[Seite]
2. Die Kündigung verstößt nicht gegen § 102 BetrVG.

130

a) Der Betriebsrat der Station F konnte das Anhörungsschreiben nicht zurückweisen, weil ihm keine Originalvollmacht vorgelegt wurde. Die Anhörung wurde ordnungsgemäß eingeleitet. § 174 BGB erfasst weder unmittelbar noch analog eine solche Konstellation.

131

aa) Die Anhörung des Betriebsrats nach § 102 Abs. 1 BetrVG ist eine rechtsgeschäftsähnliche Handlung. Für solche Handlungen ist die analoge Anwendung des § 174 BGB grundsätzlich geboten(vgl. BAG 13. Dezember 2012 - 6 AZR 348/11 - Rn. 72; 13. Dezember 2012 - 6 AZR 608/11 - Rn. 71; s. auch schon BGH 25. November 1982 - III ZR 92/81 - zu II 2 der Gründe; Soergel/Leptien 13. Aufl. § 174 Rn. 7).

132

(1) Rechtsgeschäftsähnliche Handlungen sind auf einen tatsächlichen Erfolg gerichtete Erklärungen, deren Rechtsfolgen nicht wie bei Willenserklärungen kraft des ihnen innewohnenden Willensakts, sondern kraft Gesetzes eintreten. Regelmäßig ermöglichen oder verhindern sie den Eintritt gesetzlich angeordneter Folgen des Tätigwerdens oder Untätigbleibens (vgl. BAG 11. Juni 2002 - 1 ABR 43/01 - zu B IV 1 b cc der Gründe, BAGE 101, 298; s. zB auch 1. Juni 2011 - 7 ABR 138/09 - Rn. 48; 10. März 2009 - 1 ABR 93/07 - Rn. 33, BAGE 130, 1). In erster Linie handelt es sich dabei um Aufforderungen und Mitteilungen, die auf Ansprüche oder Rechtsverhältnisse Bezug nehmen und vielfach im Bewusstsein der dadurch ausgelösten Rechtsfolgen ausgesprochen werden, jedoch nicht unmittelbar auf den Eintritt dieser Rechtsfolgen gerichtet sind oder gerichtet sein müssen (vgl. BGH 17. Oktober 2000 - X ZR 97/99 - zu II 1 b bb der Gründe, BGHZ 145, 343).

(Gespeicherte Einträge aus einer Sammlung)
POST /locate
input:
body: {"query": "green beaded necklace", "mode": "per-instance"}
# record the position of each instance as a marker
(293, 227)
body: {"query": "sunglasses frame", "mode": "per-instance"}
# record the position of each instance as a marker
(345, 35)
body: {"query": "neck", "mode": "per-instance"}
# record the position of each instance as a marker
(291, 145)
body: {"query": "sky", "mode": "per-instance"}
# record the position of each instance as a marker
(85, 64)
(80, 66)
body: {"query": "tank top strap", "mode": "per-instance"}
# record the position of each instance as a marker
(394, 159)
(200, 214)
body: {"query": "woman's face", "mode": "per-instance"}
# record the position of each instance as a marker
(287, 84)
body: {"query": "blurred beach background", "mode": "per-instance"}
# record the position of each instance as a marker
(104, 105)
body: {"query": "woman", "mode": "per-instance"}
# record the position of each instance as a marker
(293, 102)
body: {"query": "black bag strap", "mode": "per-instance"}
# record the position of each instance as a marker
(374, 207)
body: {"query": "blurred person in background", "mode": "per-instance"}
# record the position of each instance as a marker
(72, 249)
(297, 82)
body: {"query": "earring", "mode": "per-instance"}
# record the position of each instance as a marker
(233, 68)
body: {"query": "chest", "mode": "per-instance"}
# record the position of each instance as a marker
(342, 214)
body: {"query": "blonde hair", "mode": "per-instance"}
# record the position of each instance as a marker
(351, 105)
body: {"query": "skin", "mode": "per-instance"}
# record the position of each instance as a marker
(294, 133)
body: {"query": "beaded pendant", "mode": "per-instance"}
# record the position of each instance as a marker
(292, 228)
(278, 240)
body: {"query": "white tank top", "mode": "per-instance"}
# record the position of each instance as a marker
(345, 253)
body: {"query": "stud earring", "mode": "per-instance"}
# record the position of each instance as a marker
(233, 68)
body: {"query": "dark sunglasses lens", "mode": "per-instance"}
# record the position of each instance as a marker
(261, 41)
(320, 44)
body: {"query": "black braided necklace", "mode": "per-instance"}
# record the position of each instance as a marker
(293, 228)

[Aufgabe] Führe den Urteilsauszug zur Betriebsratsanhörung nach § 102 BetrVG und zu § 174 BGB fort. Knüpfe dabei unmittelbar an dessen letzten Satz an.

[Antwort]
133

(2) Der Siebte Senat des Bundesarbeitsgerichts hat offengelassen, ob die Mitteilung iSv. § 102 Abs. 1 BetrVG wegen ihres fristauslösenden Charakters bereits eine Willenserklärung oder(nur) eine rechtsgeschäftsähnliche Handlung ist (vgl. BAG 27. August 1982 - 7 AZR 30/80 - zu I 2 b bb der Gründe, BAGE 40, 95). Im Hinblick darauf, dass eine ohne Anhörung des Betriebsrats erklärte Kündigung nach der gesetzlichen Anordnung des § 102 Abs. 1 Satz 3 BetrVG unwirksam ist, ist zumindest eine rechtsgeschäftsähnliche Handlung anzunehmen(vgl. BAG 13. Dezember 2012 - 6 AZR 348/11 - Rn. 74; 13. Dezember 2012 - 6 AZR 608/11 - Rn. 73).

134

bb) Eine analoge Anwendung des § 174 BGB auf die Anhörung des Betriebsrats ist nach dem Zweck des Anhörungserfordernisses in § 102 Abs. 1 BetrVG und dem Zweck der Zurückweisungsmöglichkeit des § 174 Satz 1 BGB gleichwohl ausgeschlossen. Das gilt auch dann, wenn - wie hier - eine betriebsfremde Person als Botin des Arbeitgebers das Anhörungsverfahren eingeleitet hat.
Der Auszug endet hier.